== Extract provided

Tag Archives: law students

McGill Law Students publish vol 1 of Contours (magazine about ♀ and law/school)

“L’obligation de répondre n’en est pas qu’une de la conscience individuelle. Elle est d’une nature collective qui découle de ce que nous faisons et de qui nous sommes.” 

What Your Neighbour Said the Other Day… par Mireille Fournier


This quite wonderful.   Published by McGill Law Students, and planned as an annual.  Read on for information about how McGill students ran their own seminar on sexual assault law, for profiles of Professor Alana Klein , a frank tips from the trenches interview, and interview with pioneering Canadian critical race scholar Esmerelda Thornhill, snapshots from sabbatical from Professor Shauna van Praagh, the affecting “Who Killed Patricia Allen” and a summary-ready graphic brief of Ewanchuk.

Contours is a project to map and shape the contours of debates, experiences,concerns, and aspirations. It is a space for women’s voices and an invitation for us all to start a conversation.

 

Contours Volume One

Congratulations to the student authors and others who helped get this off the ground:  Abigail Radis, Aishah Nofal, Allison Render, Amanda Wright, Annie O’Dell, Arielle Corobow, Charlotte-AnneMalischewski, Elizabeth-Anne Malischewski, Erin Moores, Golnaz Nayerahmadi, Helena Lamed, Humera Jabir, Kirsten Mikadze, Laurence Ricard, Lillian Boctor, Linda El Halabi,Margery Pazdor, Mireille Fournier, Nour Rashid, Sarah Munsch, Shauna Van Praagh,Stephanie Clark, Suzanne Jackson, Talia Joudi and Rebecca Katzman.

Gender and the Law Handbook now available from NAWL (Canada)

 

This Gender and the Law Handbook is now available for reading and downloading at NAWL’s website.

It aims to provide feminist and equality seeking law students with hope, encouragement and inspiration as well as with some of the tools they may need to survive law school and legal practice.

====

#### Directions
Reproduce word for word the passage in the law students page, starting with "It aims to provide" and going on through "and legal practice.".

== Given entries

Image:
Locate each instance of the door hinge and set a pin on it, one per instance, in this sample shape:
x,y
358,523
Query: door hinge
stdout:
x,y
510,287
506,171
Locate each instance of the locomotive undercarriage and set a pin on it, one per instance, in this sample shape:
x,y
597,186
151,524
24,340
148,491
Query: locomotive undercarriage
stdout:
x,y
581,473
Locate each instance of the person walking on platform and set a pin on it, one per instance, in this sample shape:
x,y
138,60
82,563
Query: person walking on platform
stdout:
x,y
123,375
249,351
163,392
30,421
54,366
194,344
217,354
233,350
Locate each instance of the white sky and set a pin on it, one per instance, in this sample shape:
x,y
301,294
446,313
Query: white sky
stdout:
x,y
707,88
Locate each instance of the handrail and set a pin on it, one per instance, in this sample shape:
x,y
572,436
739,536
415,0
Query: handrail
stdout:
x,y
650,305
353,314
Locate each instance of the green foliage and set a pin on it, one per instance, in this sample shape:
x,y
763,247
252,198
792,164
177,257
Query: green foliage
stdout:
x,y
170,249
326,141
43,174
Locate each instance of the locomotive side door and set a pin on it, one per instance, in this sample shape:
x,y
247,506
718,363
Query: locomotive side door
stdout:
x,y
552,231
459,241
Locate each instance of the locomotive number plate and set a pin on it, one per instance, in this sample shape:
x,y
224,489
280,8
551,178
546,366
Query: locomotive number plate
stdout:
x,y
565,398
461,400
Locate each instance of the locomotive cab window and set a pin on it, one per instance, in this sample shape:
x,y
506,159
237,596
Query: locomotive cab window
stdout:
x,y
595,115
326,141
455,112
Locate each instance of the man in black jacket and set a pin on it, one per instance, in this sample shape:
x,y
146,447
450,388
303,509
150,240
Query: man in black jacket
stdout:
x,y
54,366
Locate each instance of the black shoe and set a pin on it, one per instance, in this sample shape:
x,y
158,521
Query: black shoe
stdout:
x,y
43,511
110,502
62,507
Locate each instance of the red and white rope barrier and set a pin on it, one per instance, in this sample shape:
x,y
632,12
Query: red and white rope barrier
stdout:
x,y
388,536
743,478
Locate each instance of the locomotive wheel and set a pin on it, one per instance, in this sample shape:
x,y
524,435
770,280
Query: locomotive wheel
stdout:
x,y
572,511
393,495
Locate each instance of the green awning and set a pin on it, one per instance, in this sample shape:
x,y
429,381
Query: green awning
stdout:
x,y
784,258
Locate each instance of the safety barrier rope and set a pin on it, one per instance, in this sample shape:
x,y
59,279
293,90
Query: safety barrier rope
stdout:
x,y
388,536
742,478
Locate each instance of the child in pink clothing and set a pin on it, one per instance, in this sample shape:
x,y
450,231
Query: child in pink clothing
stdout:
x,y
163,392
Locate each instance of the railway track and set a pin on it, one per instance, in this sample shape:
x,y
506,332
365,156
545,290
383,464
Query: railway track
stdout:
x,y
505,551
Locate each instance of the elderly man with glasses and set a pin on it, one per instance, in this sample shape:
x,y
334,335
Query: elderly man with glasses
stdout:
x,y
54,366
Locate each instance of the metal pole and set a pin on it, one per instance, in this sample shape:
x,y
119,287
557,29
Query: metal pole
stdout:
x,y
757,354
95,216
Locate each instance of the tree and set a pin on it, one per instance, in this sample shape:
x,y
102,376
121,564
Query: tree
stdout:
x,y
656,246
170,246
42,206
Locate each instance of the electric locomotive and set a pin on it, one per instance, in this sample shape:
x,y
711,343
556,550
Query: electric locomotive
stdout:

====

#### Result below
It aims to provide feminist and equality seeking law students with hope, encouragement and inspiration as well as with some of the tools they may need to survive law school and legal practice.